_Task details_
Please gather every line of the data below that contains the word "banner", and copy each one in full.
━━━━
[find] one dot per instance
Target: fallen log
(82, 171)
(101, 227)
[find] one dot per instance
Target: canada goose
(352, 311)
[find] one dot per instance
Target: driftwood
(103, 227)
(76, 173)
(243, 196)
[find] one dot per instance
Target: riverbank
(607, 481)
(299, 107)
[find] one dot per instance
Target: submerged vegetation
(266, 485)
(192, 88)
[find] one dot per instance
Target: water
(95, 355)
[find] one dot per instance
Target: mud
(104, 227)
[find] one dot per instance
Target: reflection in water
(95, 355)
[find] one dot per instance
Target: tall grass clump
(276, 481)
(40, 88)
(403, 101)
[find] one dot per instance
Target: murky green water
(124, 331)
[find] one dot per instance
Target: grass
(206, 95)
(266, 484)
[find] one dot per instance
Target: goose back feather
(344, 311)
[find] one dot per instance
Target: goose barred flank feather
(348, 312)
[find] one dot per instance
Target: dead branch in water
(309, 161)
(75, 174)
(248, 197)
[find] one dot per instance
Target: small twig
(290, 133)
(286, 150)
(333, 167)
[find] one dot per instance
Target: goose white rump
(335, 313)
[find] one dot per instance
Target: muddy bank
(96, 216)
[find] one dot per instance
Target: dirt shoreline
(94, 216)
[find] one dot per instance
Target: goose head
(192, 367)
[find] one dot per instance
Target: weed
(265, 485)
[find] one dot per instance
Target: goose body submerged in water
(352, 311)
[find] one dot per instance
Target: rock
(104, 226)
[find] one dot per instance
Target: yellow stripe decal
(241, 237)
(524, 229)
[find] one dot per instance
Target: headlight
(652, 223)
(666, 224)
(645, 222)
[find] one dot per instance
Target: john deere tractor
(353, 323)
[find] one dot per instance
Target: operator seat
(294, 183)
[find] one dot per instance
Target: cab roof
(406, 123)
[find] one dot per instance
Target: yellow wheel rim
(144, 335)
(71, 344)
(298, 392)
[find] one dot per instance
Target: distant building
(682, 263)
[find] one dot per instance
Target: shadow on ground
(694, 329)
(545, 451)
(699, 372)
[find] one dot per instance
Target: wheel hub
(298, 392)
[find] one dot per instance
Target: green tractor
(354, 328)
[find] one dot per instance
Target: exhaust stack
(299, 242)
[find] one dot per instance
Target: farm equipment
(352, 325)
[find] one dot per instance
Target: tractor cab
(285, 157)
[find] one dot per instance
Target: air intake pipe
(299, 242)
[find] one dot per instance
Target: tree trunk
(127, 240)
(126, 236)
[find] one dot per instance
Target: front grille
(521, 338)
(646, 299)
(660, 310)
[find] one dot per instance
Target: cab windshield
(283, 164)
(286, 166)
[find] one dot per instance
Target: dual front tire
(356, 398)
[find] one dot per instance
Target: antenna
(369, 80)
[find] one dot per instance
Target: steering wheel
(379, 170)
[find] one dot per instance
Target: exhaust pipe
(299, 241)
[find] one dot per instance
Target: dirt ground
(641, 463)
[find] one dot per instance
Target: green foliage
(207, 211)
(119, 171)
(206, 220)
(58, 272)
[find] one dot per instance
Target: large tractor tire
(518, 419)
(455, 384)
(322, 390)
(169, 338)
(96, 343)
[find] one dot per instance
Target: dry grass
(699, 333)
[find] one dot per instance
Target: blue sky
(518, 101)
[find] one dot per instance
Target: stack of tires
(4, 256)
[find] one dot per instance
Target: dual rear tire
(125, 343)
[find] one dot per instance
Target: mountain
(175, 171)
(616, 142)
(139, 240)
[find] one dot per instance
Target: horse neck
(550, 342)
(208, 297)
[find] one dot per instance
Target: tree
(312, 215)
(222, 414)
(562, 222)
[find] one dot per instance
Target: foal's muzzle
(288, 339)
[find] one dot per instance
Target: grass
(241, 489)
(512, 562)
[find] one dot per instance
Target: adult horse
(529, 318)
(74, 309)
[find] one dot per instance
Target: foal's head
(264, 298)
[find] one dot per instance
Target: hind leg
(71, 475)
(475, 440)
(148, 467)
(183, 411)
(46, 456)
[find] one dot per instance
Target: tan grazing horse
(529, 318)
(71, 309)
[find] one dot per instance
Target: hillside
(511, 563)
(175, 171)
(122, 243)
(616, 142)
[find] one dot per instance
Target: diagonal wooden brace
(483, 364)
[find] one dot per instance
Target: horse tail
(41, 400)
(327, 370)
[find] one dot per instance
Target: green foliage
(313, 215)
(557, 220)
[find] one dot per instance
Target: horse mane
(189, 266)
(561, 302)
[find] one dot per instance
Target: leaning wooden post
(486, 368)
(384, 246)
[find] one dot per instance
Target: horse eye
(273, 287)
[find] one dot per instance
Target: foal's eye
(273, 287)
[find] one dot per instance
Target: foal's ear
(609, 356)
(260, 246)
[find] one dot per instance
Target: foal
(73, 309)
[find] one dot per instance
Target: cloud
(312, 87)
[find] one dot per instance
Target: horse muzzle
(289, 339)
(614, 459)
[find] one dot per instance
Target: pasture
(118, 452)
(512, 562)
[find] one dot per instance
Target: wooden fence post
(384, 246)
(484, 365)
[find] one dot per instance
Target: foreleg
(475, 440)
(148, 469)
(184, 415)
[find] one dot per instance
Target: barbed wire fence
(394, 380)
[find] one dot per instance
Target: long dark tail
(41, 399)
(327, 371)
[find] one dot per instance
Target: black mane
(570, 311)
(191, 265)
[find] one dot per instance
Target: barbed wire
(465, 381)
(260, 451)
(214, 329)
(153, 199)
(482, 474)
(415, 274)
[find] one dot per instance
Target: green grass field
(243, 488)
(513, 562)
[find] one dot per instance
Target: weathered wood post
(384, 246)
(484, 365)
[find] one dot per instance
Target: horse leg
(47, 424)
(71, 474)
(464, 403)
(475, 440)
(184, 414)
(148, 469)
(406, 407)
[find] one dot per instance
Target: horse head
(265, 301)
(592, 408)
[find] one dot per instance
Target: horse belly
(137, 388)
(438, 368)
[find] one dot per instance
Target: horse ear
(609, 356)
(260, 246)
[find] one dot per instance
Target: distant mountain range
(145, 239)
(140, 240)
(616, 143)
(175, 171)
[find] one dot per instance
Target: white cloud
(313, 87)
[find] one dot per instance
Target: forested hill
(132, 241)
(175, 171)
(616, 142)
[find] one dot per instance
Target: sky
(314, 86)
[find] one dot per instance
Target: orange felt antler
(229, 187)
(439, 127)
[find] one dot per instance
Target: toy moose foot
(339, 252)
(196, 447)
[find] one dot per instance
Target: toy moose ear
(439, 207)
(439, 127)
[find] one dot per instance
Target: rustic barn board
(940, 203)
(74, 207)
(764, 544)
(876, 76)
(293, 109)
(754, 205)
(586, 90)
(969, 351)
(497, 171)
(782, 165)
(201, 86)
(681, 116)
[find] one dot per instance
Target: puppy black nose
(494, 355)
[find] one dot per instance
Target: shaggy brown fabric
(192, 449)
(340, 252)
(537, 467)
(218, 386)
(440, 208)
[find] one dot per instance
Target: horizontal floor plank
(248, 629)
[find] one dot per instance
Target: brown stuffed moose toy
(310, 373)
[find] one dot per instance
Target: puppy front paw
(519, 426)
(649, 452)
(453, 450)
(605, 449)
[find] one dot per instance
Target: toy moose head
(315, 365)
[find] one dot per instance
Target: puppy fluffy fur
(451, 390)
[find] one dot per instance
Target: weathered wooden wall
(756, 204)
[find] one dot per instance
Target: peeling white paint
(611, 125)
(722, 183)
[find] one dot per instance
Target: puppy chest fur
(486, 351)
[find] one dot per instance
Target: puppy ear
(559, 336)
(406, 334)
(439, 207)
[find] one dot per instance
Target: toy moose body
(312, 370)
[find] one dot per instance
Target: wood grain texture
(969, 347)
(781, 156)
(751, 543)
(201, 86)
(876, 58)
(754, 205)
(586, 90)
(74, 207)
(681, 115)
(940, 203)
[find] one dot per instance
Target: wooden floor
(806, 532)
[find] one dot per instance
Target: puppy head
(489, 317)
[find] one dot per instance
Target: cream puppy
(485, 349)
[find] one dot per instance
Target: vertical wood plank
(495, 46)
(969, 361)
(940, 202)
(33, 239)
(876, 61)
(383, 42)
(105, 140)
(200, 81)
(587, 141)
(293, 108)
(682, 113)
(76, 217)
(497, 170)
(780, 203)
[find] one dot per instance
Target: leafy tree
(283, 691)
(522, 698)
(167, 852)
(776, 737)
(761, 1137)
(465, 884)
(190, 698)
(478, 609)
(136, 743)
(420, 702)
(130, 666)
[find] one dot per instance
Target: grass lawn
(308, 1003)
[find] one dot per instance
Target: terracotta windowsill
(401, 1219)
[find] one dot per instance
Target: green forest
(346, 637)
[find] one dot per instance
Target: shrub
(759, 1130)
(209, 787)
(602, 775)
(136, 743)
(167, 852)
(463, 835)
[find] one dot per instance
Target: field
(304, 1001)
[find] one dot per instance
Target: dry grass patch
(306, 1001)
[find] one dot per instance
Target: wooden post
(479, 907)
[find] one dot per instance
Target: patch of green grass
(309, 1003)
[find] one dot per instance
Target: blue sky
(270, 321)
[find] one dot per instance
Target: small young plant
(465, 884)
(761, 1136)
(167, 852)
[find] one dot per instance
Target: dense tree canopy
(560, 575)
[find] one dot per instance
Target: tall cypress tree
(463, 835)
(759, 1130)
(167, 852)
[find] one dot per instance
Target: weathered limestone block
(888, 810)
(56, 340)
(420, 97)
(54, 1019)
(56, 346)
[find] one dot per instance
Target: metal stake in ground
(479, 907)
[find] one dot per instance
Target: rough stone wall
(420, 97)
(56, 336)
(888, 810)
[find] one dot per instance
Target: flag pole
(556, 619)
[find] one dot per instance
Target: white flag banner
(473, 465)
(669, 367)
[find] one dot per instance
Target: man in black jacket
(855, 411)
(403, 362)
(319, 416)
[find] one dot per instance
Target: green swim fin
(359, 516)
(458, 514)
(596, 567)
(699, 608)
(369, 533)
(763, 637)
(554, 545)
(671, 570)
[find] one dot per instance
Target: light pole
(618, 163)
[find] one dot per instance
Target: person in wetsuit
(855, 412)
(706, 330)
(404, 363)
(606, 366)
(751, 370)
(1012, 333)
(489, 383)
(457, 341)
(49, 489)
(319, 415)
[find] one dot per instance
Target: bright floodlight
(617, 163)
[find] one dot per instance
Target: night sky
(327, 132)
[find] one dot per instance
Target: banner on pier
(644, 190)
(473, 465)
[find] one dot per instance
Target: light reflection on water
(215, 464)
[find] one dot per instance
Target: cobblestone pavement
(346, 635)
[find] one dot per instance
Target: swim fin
━━━━
_Exercise solution_
Target: white flag banner
Target: banner on pier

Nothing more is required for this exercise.